▶ Exercise brief:
In the listing, locate the line containing "the dark work", then quote it and all following lines exactly. Omit pictures.

▶ Records for the task:
......
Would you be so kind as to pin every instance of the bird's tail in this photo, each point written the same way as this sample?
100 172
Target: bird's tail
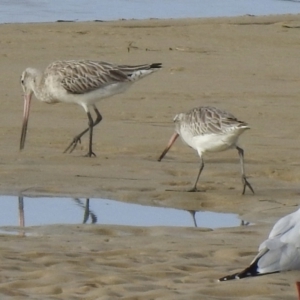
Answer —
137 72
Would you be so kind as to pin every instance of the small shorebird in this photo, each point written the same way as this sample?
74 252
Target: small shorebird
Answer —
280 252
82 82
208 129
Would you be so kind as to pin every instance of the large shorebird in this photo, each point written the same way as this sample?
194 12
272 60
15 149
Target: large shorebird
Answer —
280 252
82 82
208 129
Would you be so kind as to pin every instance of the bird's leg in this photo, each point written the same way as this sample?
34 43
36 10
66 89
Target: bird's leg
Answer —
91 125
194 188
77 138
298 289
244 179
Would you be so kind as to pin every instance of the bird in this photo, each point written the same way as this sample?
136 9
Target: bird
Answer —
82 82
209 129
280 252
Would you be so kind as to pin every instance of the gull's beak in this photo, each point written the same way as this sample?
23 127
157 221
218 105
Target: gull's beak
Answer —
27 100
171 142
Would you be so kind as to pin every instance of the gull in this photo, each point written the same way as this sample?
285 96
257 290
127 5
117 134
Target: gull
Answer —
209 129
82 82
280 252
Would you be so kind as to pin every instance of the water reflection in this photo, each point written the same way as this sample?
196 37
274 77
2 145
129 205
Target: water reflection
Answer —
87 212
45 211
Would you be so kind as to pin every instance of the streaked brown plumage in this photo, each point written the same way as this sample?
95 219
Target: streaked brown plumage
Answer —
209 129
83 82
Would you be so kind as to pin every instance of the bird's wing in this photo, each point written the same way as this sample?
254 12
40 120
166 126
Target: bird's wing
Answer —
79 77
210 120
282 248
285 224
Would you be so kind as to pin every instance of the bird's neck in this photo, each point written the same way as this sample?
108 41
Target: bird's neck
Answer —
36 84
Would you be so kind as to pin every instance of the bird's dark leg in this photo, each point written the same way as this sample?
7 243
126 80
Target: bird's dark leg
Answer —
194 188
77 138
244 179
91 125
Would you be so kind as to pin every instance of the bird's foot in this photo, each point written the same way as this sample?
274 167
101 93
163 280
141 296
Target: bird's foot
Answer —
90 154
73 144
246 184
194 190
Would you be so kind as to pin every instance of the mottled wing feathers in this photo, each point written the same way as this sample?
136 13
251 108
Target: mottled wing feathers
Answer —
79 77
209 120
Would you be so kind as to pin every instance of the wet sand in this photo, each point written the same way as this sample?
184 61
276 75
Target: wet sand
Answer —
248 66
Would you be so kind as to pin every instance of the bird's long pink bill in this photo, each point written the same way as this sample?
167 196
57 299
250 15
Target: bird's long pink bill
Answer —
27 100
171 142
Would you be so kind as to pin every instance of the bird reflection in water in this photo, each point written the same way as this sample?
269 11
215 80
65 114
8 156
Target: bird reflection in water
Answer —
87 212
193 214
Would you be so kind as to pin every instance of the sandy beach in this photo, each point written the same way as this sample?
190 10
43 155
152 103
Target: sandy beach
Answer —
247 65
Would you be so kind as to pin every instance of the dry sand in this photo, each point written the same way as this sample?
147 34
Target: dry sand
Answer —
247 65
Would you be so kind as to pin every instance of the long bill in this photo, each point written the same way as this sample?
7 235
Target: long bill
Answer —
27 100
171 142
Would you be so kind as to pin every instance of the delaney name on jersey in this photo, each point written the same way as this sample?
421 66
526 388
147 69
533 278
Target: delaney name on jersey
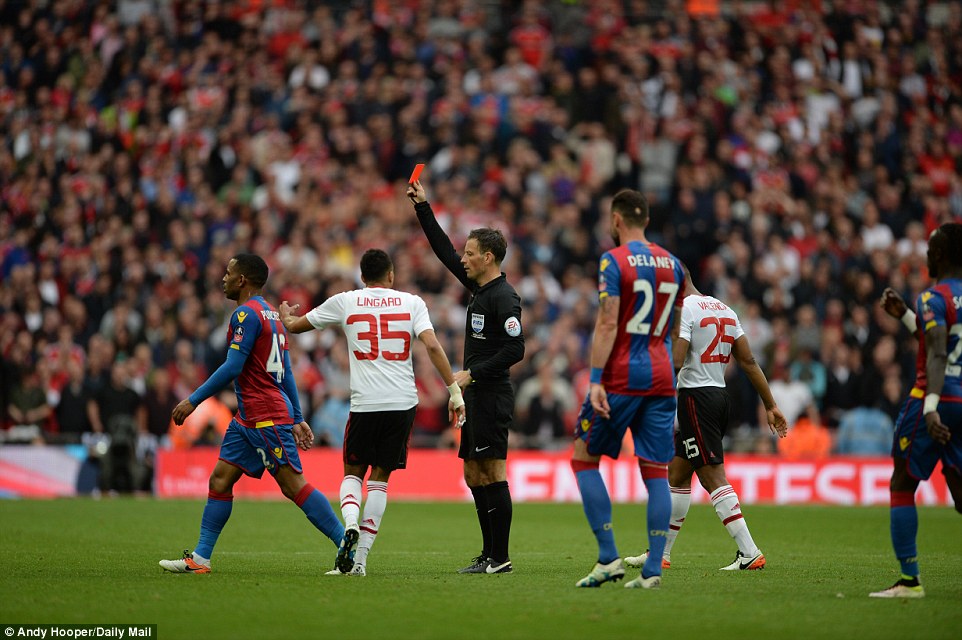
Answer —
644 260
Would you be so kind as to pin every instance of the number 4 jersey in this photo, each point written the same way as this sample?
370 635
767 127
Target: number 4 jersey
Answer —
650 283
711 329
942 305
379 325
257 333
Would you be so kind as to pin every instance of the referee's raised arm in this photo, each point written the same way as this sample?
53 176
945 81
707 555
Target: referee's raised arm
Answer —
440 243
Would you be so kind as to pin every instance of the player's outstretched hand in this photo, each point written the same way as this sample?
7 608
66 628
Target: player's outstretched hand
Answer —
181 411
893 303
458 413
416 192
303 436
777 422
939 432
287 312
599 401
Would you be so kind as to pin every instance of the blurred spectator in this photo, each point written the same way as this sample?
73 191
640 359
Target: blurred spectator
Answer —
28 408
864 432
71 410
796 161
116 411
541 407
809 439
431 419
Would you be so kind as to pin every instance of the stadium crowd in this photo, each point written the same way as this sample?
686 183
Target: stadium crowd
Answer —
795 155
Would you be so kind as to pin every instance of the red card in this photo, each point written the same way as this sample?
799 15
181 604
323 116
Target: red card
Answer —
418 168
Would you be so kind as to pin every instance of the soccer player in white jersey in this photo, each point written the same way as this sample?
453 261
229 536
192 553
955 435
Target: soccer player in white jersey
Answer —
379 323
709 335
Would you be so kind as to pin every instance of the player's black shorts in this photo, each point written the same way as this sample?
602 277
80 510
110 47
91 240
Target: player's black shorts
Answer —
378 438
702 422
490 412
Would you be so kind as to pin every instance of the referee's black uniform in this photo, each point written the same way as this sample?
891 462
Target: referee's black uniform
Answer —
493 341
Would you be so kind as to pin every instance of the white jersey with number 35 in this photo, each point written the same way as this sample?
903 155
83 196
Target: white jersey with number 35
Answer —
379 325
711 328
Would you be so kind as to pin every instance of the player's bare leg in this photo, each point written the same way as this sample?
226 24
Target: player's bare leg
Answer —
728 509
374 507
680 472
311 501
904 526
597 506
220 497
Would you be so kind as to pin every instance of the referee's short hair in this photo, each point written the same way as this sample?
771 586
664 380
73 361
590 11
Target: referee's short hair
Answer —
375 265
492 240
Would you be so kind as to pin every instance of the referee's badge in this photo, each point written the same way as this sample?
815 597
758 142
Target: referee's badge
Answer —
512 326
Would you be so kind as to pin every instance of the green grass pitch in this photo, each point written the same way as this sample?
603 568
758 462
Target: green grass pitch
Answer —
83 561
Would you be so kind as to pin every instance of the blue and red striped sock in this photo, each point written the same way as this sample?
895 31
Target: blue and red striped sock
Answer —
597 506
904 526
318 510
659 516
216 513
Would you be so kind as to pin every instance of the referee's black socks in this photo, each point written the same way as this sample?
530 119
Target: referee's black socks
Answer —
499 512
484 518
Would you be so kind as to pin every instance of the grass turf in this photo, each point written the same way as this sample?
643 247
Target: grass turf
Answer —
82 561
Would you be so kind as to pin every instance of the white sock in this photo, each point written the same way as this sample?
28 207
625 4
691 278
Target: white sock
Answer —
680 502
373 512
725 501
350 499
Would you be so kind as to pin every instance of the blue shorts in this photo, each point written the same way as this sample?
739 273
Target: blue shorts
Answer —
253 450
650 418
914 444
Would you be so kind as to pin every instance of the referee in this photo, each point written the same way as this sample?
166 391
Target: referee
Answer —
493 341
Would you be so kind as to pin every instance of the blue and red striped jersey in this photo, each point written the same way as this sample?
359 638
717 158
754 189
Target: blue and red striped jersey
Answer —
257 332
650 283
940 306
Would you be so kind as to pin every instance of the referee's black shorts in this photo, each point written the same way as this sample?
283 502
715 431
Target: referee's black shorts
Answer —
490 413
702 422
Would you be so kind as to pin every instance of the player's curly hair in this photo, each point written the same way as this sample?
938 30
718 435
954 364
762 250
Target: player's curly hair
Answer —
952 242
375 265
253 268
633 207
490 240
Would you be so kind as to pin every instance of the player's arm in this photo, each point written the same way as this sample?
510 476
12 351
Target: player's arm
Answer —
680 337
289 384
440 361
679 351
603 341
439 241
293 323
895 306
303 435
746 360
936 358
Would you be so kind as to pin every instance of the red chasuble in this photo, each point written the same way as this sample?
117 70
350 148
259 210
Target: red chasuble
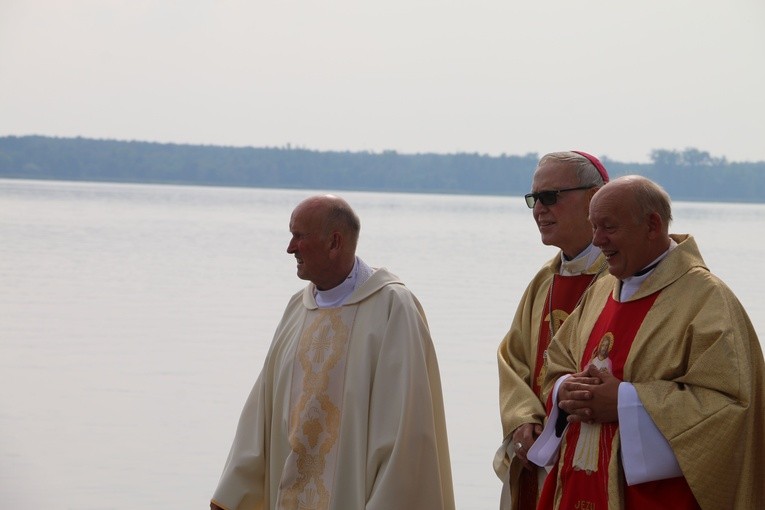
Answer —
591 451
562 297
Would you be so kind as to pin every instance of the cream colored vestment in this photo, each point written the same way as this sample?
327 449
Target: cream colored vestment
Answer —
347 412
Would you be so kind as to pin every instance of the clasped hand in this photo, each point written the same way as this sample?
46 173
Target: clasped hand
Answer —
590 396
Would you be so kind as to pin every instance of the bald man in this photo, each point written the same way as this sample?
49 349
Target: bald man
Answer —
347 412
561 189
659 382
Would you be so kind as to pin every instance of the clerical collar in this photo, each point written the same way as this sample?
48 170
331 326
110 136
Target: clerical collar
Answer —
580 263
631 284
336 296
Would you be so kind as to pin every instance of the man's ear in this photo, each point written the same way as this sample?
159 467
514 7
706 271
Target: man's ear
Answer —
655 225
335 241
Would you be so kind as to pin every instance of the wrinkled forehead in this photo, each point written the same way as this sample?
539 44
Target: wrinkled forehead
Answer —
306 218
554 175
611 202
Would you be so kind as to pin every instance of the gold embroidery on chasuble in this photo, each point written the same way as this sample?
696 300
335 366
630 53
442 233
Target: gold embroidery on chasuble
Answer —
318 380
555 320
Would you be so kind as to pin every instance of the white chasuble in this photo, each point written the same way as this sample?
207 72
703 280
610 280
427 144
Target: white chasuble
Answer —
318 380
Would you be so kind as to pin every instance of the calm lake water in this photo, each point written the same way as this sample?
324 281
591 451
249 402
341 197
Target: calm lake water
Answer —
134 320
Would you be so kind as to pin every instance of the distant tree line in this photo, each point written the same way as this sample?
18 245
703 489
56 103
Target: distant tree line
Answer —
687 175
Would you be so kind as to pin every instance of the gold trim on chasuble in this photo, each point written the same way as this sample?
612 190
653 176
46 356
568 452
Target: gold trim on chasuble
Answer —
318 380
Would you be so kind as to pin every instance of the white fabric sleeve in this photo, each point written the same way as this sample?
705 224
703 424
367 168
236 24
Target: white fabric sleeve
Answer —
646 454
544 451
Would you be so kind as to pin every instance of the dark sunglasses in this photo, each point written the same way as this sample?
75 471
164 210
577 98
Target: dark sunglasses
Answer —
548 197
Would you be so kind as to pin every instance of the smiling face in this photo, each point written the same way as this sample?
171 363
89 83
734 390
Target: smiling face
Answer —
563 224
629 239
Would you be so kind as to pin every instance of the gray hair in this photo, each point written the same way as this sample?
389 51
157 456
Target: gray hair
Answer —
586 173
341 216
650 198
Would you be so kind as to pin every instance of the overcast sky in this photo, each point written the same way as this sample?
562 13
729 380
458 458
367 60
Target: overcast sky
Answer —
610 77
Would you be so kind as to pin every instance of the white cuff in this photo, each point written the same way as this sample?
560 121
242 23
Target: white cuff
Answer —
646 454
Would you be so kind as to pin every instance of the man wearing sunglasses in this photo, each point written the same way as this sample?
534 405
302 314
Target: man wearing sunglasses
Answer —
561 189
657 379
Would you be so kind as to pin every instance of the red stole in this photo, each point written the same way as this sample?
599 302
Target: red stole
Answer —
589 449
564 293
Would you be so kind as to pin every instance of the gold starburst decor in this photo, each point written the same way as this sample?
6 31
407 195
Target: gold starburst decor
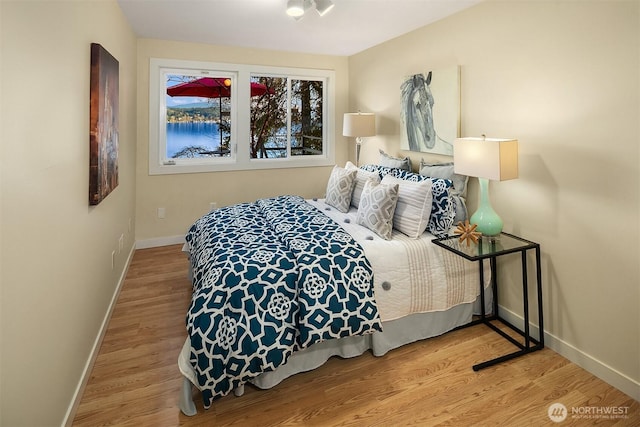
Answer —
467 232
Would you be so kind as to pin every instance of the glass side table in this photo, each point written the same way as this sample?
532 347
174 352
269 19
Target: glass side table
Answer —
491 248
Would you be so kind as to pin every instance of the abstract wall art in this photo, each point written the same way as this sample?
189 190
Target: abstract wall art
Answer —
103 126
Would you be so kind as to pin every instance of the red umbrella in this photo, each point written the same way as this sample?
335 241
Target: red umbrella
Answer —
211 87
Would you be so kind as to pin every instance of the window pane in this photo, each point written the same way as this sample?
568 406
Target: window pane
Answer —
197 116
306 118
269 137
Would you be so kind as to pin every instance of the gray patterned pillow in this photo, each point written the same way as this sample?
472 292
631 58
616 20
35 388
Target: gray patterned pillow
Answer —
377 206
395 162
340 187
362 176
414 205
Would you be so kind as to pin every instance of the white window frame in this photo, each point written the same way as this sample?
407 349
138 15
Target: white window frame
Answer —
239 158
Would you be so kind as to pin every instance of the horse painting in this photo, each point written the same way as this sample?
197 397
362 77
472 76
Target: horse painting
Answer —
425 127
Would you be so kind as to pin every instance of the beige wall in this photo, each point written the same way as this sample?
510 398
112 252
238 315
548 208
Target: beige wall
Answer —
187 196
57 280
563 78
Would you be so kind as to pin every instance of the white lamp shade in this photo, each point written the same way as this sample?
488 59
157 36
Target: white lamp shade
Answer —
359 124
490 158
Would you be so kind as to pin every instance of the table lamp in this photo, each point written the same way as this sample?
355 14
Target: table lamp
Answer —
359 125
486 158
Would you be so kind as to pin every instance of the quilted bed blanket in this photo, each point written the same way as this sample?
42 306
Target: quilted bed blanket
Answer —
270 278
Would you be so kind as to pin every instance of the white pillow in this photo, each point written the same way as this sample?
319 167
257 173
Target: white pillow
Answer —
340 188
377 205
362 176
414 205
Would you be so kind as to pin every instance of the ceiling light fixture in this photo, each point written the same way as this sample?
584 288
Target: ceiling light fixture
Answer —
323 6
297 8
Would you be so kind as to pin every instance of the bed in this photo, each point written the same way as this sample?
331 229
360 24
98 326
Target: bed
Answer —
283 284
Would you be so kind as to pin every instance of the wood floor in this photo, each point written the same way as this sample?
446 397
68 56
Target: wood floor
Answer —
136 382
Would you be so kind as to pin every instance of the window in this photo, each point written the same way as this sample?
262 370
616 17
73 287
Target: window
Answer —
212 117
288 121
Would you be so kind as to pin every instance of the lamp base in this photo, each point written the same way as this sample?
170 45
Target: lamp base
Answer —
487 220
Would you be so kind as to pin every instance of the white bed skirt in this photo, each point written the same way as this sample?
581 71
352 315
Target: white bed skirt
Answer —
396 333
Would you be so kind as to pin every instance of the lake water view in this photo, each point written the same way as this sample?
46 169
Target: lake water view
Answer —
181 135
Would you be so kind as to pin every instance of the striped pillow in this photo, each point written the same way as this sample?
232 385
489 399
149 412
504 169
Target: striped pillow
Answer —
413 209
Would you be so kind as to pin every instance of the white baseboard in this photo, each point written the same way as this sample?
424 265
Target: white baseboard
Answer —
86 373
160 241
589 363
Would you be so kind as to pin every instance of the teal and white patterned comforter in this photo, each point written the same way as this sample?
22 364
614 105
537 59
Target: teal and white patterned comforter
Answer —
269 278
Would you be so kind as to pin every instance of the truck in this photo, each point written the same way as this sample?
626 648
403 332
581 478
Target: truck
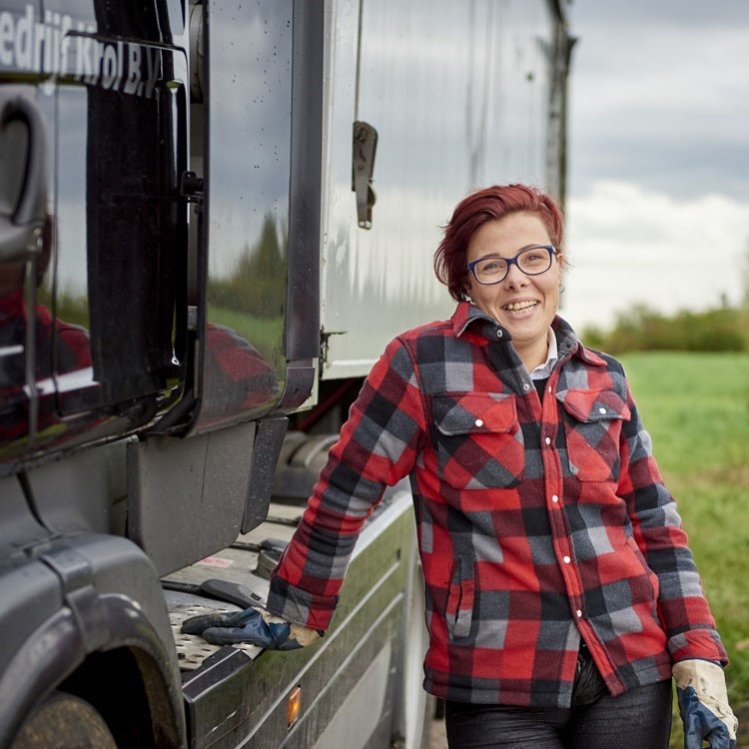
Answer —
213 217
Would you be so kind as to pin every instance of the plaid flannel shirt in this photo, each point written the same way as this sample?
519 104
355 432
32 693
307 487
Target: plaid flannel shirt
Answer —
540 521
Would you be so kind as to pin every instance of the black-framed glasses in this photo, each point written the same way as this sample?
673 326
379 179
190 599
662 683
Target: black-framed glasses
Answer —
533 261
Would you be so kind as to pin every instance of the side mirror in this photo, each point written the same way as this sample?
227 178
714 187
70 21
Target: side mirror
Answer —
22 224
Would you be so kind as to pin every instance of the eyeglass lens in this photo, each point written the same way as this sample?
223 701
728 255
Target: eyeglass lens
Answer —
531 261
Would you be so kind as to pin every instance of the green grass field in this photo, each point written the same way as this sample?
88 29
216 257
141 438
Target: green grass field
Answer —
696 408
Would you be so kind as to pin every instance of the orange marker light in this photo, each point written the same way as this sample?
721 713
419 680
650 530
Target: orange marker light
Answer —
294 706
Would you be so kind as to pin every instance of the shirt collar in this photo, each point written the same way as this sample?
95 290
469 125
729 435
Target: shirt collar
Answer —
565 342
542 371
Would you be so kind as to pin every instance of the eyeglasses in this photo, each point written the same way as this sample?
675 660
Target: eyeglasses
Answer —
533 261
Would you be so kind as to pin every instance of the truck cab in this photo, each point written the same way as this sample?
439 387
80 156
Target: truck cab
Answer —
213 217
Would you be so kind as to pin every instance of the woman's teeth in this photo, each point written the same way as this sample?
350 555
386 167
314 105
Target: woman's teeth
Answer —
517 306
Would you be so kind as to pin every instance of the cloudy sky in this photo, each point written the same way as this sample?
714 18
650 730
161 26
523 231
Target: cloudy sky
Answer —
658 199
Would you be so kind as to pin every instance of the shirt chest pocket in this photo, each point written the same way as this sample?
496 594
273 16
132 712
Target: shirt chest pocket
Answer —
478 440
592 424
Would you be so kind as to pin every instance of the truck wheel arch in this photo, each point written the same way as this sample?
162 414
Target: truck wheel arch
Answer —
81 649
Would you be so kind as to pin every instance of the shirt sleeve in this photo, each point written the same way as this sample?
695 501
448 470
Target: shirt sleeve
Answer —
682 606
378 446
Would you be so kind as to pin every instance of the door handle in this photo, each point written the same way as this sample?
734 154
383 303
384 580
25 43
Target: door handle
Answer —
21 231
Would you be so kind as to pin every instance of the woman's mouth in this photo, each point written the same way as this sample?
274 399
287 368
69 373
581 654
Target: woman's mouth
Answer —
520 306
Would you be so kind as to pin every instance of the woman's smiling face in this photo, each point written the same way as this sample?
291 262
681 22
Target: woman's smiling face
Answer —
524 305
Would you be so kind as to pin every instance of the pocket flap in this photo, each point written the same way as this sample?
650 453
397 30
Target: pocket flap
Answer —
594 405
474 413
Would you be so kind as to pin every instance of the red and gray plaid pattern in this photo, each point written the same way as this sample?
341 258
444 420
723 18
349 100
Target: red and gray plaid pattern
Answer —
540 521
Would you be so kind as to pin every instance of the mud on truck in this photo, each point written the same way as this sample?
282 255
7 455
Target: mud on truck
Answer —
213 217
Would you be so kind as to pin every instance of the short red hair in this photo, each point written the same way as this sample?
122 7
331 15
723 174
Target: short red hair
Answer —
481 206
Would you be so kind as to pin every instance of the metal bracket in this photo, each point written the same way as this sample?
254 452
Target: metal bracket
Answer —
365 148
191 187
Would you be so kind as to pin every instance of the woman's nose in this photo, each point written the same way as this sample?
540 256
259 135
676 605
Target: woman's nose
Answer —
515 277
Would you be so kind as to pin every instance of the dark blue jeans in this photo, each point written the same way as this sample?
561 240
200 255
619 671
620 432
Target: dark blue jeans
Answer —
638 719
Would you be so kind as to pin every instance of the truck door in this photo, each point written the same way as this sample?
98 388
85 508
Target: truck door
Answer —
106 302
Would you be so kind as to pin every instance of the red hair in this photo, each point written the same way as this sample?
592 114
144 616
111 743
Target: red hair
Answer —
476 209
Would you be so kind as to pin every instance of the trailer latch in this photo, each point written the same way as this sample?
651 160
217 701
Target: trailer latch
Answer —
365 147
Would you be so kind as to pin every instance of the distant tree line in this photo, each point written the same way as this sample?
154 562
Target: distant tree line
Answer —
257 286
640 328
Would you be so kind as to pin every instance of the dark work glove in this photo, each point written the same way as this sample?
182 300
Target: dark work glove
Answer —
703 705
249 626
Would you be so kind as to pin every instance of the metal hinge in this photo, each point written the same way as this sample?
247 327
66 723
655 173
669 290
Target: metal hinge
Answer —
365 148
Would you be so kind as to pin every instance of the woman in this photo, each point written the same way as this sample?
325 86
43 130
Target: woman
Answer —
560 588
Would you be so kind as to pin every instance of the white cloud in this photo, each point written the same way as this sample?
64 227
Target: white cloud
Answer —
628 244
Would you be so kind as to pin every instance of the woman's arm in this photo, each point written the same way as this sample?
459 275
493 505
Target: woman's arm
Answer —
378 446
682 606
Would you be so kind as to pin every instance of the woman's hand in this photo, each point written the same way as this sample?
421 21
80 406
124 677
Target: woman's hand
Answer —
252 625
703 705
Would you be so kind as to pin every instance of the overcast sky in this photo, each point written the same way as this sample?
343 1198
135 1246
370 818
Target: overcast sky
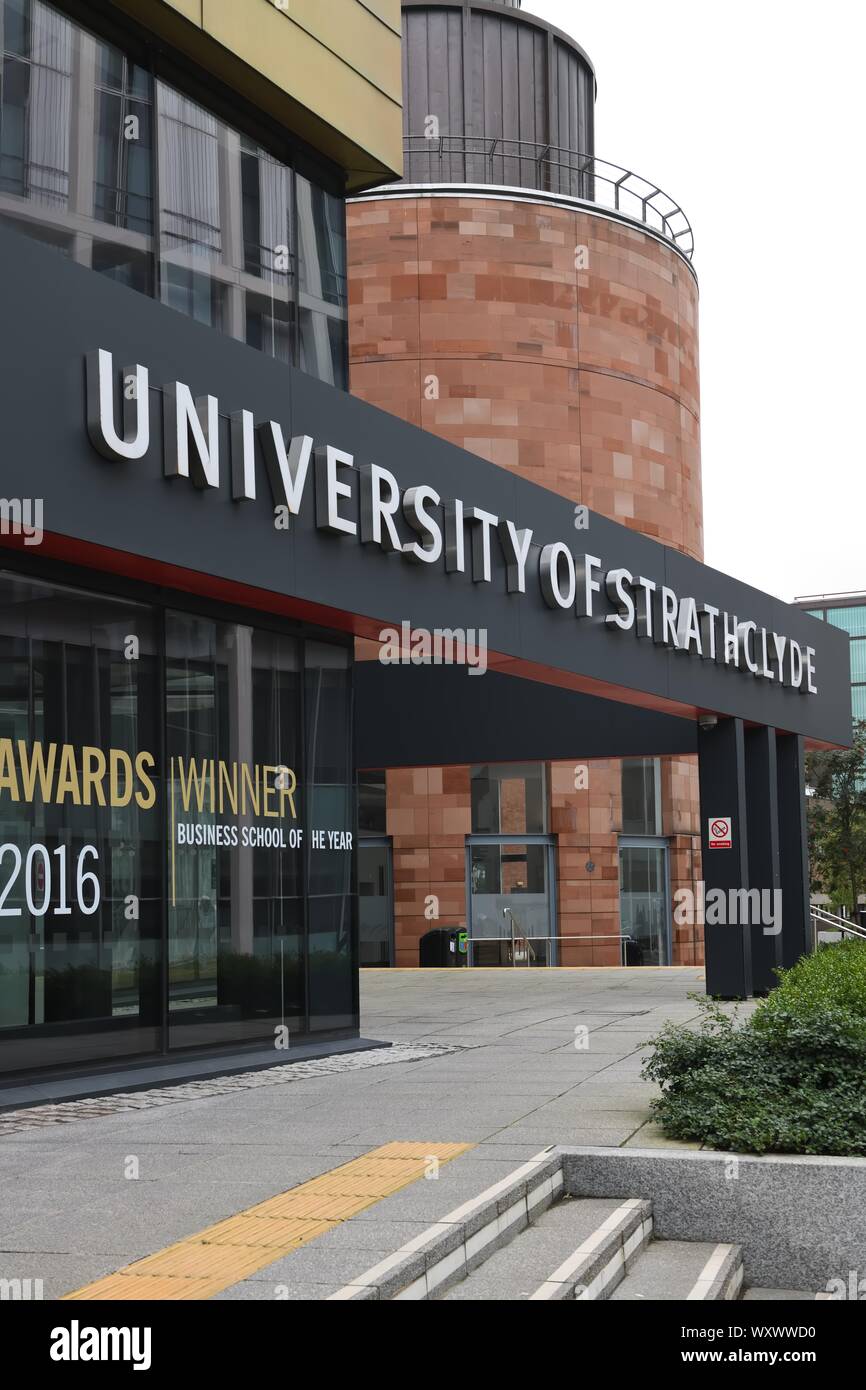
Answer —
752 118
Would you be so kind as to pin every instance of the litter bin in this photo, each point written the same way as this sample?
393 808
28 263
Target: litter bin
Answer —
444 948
......
▶ Answer for the task:
Would you be so kind as to pin every instance of the dark work glove in this photo, each point written the same way as this sample?
182 300
Target: dark work glove
Answer —
703 705
249 626
Would you be so kind as to pin every instance of the metal hinge in this photo, each point written the same way as this sample?
247 327
66 723
655 173
669 290
Target: metal hinge
Answer —
365 148
Would you be so kind as to pin every instance of the woman in this photo, each point written the same way as this sample?
325 86
43 130
Target: woman
Answer —
560 588
Would you be so kind as to pin every instance of the white cloud in this photo, each point written the same way as this sample?
64 227
Target: white cloud
Answer —
628 244
Would you be so kind as to pin every instance of the woman's arm in this photo, each point written the same way as this sample?
459 275
493 505
Target: woman's arm
Answer —
378 446
682 606
Would you be so kind as to pin every instance of the woman's hand in this photo, each point written the same way as this sample?
421 21
80 406
124 677
Target: woman's hand
Answer —
252 625
703 705
Would you be so kind as to pin every instance of the overcast sky in this photo, each point written the same way as this sample?
343 1198
135 1246
370 818
Target: overcast sky
Answer —
752 118
Would you be so kind as to pin every instance of the litter bin in this photo, each point written the same way as this sample?
393 808
28 263
Target: litter bin
Answer —
444 948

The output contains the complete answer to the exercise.